### Given data ###

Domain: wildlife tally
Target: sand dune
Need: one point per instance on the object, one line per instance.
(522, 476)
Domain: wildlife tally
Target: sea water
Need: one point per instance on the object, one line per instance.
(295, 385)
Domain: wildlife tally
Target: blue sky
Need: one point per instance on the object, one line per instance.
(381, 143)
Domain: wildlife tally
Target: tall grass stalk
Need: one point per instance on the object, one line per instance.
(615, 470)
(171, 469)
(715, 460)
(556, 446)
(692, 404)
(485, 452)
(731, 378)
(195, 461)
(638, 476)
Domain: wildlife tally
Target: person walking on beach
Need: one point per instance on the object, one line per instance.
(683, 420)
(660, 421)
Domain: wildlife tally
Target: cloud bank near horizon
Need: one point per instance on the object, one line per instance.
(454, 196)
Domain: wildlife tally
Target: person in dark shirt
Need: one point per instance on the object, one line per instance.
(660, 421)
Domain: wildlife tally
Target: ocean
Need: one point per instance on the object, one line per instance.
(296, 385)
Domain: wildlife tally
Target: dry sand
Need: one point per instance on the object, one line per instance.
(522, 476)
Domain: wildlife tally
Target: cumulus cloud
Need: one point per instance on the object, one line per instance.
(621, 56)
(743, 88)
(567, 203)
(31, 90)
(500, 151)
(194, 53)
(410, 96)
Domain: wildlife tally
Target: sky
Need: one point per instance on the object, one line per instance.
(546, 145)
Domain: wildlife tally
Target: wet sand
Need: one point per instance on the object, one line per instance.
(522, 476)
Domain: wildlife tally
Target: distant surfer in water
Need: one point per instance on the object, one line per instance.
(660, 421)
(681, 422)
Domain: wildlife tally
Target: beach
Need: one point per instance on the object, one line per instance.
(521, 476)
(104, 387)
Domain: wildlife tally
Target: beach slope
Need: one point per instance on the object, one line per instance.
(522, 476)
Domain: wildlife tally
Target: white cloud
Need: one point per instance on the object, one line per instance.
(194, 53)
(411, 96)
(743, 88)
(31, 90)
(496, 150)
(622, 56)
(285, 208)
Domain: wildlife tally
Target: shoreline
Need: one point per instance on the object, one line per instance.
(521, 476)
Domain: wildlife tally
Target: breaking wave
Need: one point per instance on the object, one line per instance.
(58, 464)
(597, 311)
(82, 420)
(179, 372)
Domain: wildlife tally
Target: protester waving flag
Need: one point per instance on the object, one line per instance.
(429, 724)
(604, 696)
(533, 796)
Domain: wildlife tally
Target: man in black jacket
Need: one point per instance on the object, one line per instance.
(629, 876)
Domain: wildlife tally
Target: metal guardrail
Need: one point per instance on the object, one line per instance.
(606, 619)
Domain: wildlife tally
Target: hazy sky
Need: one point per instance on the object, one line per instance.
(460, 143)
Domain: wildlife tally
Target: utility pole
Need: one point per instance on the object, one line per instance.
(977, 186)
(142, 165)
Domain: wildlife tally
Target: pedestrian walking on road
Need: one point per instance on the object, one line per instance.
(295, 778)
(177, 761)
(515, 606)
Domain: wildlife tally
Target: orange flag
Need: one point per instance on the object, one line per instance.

###

Set task | Return each line of the data above that contains the word "beach".

Exercise solution |
Target: person walking on beach
Target: beach
Target: beach slope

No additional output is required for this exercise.